## Text excerpt

* Begin *

Hi,
Can I please have some help with my ESPHome voice assistant?
It’s detecting my wake word, but I can’t hear any response through the speaker. Although, the ESPHome logs suggest that it’s trying to output something.
I’ve tried swapping out the hardware to see if I have faulty boards. I’ve tried different configurations, including a shared I2S bus, and separate buses.
Text to speech works if I pick a different speaker and don’t use speech to text to trigger it.
My logs show that speech to text also works when talking to this satellite that won’t make sound.
Assist Configuration
ESPHome Configuration
substitutions:
name: esphome-voice-satellite-dev
friendly_name: ESPHome Voice Satellite Dev
esphome:
name: ${name}
friendly_name: ${friendly_name}
name_add_mac_suffix: false
platformio_options:
board_build.flash_mode: dio
project:
name: "dan.voice_assistant"
version: '1.0'
min_version: 2023.11.5
esp32:
board: esp32-s3-devkitc-1
variant: esp32s3 # This shouldn't be needed.
flash_size: 16MB
framework:
type: esp-idf #arduino
version: recommended #4.4.6
sdkconfig_options:
CONFIG_ESP32S3_DEFAULT_CPU_FREQ_240: "y"

* End *

## Problems and tasks
1. List every value in the voice assistant forum post's configuration that is enclosed in quotation marks, single or double.
2. Continue the ESPHome configuration in the voice assistant forum post, picking up after its last line.
You won't need the material for these.

## Provided material
* Begin *

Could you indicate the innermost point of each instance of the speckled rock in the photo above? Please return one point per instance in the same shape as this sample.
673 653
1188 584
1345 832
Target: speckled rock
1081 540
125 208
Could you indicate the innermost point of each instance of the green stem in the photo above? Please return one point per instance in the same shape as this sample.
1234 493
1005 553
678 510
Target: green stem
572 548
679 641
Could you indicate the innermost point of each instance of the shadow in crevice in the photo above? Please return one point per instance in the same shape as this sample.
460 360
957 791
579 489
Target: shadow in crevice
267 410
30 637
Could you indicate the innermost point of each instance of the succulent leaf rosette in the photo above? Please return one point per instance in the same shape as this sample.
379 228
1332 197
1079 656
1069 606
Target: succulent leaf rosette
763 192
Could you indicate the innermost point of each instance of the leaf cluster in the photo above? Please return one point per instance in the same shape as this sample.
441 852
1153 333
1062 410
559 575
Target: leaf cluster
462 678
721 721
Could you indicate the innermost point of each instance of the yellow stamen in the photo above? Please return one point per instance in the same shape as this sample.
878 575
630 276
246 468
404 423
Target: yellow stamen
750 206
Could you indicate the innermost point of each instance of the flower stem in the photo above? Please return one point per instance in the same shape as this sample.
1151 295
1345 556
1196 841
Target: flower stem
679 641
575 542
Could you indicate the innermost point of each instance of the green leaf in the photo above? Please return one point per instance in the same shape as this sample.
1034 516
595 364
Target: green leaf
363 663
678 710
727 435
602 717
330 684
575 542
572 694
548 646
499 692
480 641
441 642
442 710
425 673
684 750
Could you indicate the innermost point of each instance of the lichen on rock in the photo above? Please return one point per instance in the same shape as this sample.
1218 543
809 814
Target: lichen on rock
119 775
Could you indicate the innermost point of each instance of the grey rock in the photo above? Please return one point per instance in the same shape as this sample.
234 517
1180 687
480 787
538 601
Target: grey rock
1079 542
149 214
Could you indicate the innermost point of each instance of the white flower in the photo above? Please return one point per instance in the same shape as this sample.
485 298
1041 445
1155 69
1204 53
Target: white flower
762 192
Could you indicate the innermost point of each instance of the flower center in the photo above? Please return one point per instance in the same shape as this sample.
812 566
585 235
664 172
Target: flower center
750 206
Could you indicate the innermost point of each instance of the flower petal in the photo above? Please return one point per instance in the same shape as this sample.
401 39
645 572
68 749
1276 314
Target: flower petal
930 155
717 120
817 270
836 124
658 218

* End *

## Answers for the exercise
1.
- "dan.voice_assistant"
- '1.0'
- "y"

2.
CONFIG_ESP32S3_DATA_CACHE_64KB: "y"
CONFIG_ESP32S3_DATA_CACHE_LINE_64B: "y"
CONFIG_AUDIO_BOARD_CUSTOM: "y"
psram:
mode: octal
speed: 80MHz
# Enable logging
logger:
# Enable Home Assistant API
api:
on_client_connected:
then:
- delay: 50ms
# - light.turn_off: led_ww
- micro_wake_word.start:
on_client_disconnected:
then:
- voice_assistant.stop:
# Allow Over-The-Air updates
ota:
- platform: esphome
password: !secret ota_password
# Allow provisioning Wi-Fi via serial
improv_serial:
wifi:
ssid: !secret wifi_iot_ssid
password: !secret wifi_iot_password
# Set up a wifi access point
ap: {}
# In combination with the `ap` this allows the user
# to provision wifi credentials to the device via WiFi AP.
captive_portal:
dashboard_import:
package_import_url: github://esphome/firmware/esphome-web/esp32s3.yaml@v2
import_full_config: true
# Sets up Bluetooth LE (Only on ESP32) to allow the user
# to provision wifi credentials to the device.
esp32_improv:
authorizer: none
# To have a "next url" for improv serial
web_server:
i2s_audio:
- id: i2s_mic
i2s_lrclk_pin: GPIO3 #WS
i2s_bclk_pin: GPIO5 #SCK
- id: i2s_speaker
i2s_lrclk_pin: GPIO6 #LRC
i2s_bclk_pin: GPIO7 #BLCK
#id: i2s_main
#i2s_lrclk_pin: GPIO7
#i2s_bclk_pin: GPIO6
#access_mode: duplex
microphone:
- platform: i2s_audio
id: va_mic
i2s_audio_id: i2s_mic
adc_type: external
i2s_din_pin: GPIO4 # SD Pin of INMP441 Microphone
channel: left # worked without this?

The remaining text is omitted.